> _EXERCISE_
"Please indicate the blurred green" appears in one line; retype that line and all lines following it through the end of the records, with nothing left out or added.

Stored data entries:
★ ★ ★ ★

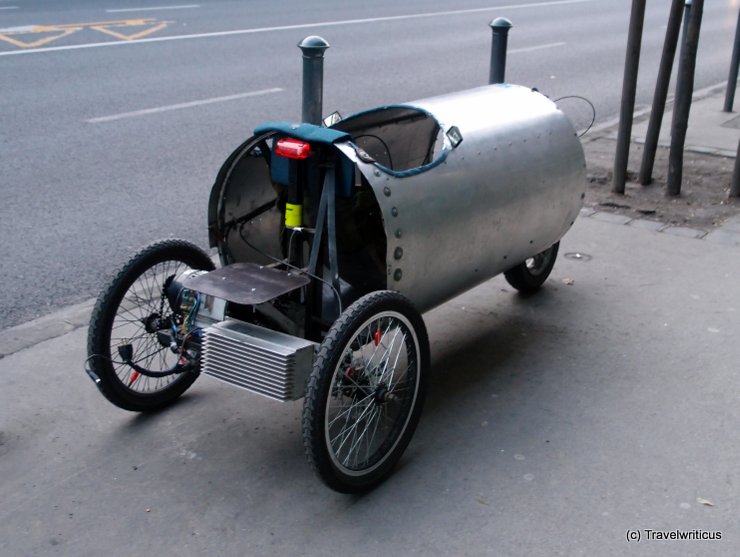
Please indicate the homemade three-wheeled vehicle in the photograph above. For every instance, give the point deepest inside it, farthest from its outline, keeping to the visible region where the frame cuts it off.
(332, 241)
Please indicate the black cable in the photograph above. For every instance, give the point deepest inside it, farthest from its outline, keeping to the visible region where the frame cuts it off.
(298, 269)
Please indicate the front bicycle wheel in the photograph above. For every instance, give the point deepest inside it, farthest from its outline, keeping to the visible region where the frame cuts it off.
(132, 344)
(366, 391)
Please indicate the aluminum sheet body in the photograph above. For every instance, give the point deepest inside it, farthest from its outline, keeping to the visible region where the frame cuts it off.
(468, 185)
(509, 190)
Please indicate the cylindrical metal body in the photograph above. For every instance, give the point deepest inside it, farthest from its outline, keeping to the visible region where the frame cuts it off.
(500, 28)
(313, 48)
(510, 189)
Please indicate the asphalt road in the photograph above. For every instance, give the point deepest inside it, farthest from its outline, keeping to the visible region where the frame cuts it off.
(108, 143)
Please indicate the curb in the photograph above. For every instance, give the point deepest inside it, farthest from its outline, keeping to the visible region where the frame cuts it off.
(31, 333)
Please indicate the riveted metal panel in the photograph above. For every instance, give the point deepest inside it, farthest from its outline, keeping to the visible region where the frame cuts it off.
(509, 190)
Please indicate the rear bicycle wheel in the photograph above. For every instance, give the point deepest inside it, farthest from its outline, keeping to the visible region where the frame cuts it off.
(531, 274)
(133, 312)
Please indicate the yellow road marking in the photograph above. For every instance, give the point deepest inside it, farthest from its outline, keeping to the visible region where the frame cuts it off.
(65, 29)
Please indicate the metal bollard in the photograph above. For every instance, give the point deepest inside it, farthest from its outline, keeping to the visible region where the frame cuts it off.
(661, 92)
(500, 27)
(684, 93)
(732, 79)
(629, 91)
(313, 48)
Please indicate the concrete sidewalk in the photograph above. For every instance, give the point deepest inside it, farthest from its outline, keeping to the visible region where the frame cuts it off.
(603, 408)
(553, 426)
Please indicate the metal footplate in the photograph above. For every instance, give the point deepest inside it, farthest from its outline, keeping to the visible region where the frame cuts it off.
(259, 360)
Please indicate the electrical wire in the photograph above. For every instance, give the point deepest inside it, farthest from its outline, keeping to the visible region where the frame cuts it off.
(593, 110)
(298, 269)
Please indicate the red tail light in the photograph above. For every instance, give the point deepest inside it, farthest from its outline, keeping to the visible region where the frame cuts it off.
(293, 148)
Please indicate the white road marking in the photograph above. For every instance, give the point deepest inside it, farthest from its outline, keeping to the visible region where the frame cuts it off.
(179, 106)
(152, 9)
(297, 26)
(21, 29)
(535, 47)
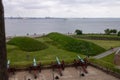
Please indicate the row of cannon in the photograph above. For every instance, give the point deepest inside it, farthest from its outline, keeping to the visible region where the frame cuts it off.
(57, 65)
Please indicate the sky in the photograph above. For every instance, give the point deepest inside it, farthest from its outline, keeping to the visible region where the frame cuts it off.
(62, 8)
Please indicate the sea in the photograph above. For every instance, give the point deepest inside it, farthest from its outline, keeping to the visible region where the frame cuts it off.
(25, 26)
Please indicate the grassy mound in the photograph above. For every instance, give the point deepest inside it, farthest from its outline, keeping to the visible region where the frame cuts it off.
(74, 45)
(27, 44)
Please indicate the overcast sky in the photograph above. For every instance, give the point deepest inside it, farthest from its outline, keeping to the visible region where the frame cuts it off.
(62, 8)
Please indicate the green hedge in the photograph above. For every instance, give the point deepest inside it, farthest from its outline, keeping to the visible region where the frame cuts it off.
(27, 44)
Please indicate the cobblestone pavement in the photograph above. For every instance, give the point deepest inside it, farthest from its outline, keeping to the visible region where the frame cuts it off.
(69, 73)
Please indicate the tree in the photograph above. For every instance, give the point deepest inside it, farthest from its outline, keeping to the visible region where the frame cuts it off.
(78, 32)
(118, 33)
(107, 31)
(3, 56)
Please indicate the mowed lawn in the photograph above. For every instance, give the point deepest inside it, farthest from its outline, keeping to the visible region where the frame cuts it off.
(106, 44)
(46, 56)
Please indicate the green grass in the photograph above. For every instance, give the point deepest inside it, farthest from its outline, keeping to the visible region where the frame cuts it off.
(74, 45)
(19, 58)
(98, 36)
(105, 65)
(27, 44)
(109, 58)
(106, 44)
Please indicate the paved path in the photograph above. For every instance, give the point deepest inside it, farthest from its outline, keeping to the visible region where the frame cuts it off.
(106, 53)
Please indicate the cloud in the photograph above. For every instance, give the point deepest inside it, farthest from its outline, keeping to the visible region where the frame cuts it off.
(62, 8)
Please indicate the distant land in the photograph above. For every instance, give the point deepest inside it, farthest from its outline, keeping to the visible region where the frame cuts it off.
(54, 18)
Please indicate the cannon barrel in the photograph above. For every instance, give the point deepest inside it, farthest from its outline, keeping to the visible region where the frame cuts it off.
(58, 61)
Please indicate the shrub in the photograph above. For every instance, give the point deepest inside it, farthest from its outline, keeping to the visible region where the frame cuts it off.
(118, 33)
(27, 44)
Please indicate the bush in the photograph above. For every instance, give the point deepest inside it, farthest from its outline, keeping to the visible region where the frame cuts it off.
(27, 44)
(74, 45)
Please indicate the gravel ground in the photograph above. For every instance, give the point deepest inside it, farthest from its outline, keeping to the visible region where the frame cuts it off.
(69, 73)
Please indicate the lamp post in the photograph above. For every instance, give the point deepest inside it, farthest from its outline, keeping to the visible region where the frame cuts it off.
(3, 55)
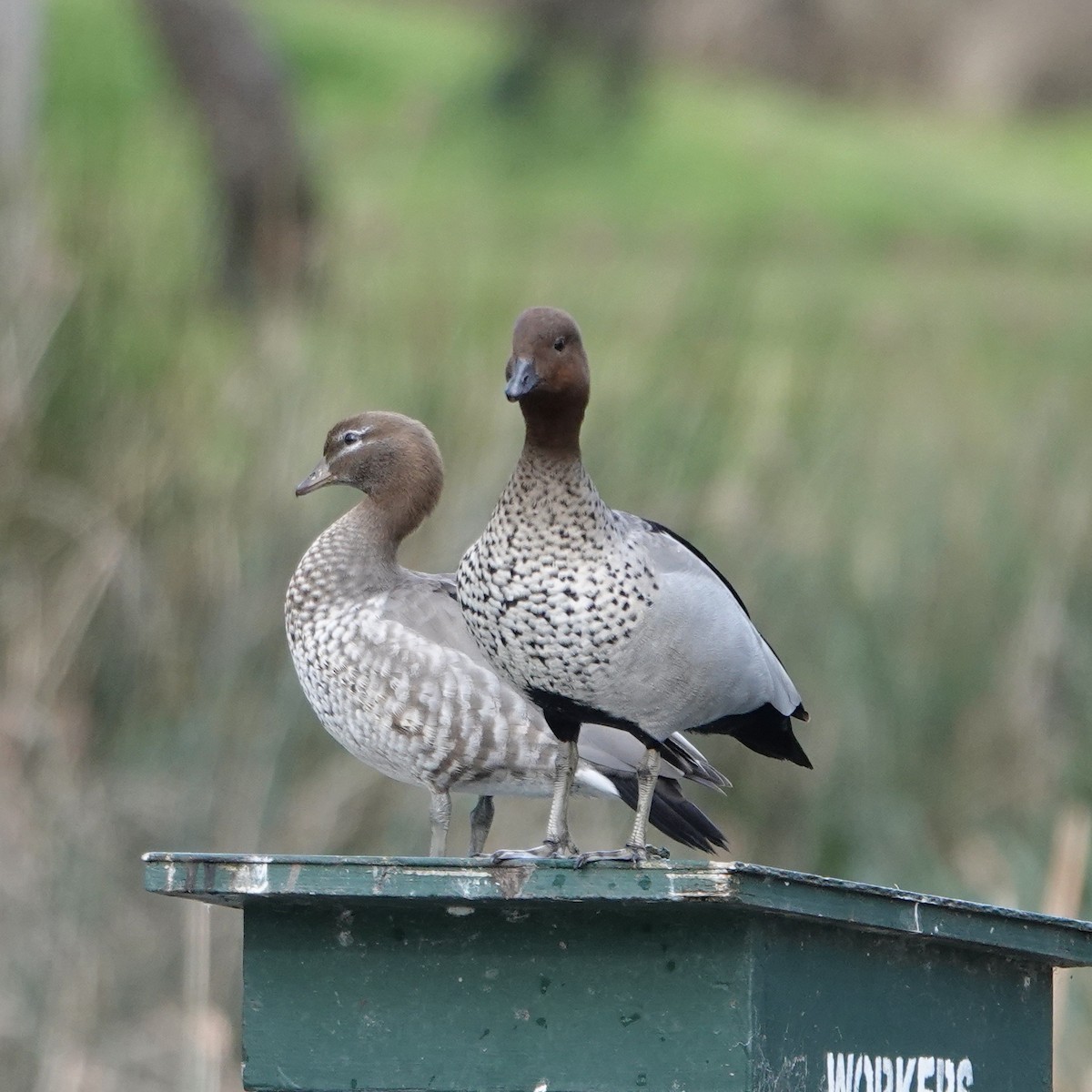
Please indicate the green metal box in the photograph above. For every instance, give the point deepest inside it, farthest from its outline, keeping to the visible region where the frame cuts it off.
(423, 975)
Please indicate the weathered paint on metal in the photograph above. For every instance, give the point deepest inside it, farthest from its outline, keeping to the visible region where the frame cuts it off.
(412, 975)
(235, 880)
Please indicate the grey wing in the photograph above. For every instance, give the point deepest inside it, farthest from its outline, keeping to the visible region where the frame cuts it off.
(696, 644)
(618, 752)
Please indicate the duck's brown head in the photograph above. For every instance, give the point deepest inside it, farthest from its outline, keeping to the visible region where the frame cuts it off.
(547, 375)
(392, 459)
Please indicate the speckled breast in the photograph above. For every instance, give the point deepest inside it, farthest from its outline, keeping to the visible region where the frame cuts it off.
(554, 589)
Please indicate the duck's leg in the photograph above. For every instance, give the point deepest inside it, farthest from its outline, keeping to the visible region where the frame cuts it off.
(558, 842)
(636, 849)
(440, 816)
(480, 822)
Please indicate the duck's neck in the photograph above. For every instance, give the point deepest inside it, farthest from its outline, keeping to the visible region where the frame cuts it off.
(554, 430)
(358, 552)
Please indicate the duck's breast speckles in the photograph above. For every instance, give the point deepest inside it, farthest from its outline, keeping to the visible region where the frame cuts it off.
(554, 584)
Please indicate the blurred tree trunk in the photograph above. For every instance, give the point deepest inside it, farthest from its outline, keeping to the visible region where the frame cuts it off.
(19, 86)
(260, 169)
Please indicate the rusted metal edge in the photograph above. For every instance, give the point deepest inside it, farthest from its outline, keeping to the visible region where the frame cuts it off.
(236, 880)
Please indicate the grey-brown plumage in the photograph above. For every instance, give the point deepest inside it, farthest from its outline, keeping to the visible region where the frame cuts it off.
(386, 661)
(601, 616)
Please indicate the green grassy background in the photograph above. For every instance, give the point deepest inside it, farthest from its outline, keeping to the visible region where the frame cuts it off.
(844, 349)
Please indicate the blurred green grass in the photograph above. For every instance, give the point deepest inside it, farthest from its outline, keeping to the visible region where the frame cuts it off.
(844, 349)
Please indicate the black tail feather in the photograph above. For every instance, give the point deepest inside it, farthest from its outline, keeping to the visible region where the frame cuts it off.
(672, 814)
(764, 730)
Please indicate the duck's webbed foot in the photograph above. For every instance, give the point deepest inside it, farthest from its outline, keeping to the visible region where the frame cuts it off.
(632, 853)
(547, 851)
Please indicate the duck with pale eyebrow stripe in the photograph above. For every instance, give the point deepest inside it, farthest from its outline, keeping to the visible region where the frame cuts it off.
(392, 672)
(601, 616)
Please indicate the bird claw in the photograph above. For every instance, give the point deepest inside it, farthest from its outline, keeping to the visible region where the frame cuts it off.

★ ★ ★ ★

> _EXERCISE OUTPUT_
Please indicate the blurred green grass in the photograph above. For every instance, give the point deepest inside it, farthest from its outline, keeping to the visible region where the frame cuts it off.
(844, 349)
Please indicate the black tail feather in the photograph above. For every instance, give the point deepest inside it, farthest from its outline, keeping to the visible region where the frame cuts it off.
(672, 814)
(764, 730)
Please indicate the duck's webbed foot in the photograph above. For every instance, give the point deepest inside it, farthest from its outline, keeping to the visible region where the frame cuts it off.
(632, 853)
(547, 851)
Please indicate the duck with pale eyebrow stripe in the photograph above. For every instance, give the point deepest inside it, farthest from its outline, keeping to the visible region where the frame cuts it off.
(392, 672)
(601, 616)
Please indicate the bird claw in the photograph above. For every instance, give the point deepest inside it, farthest from its outline, keeping to the visible region where the frame cuts it off.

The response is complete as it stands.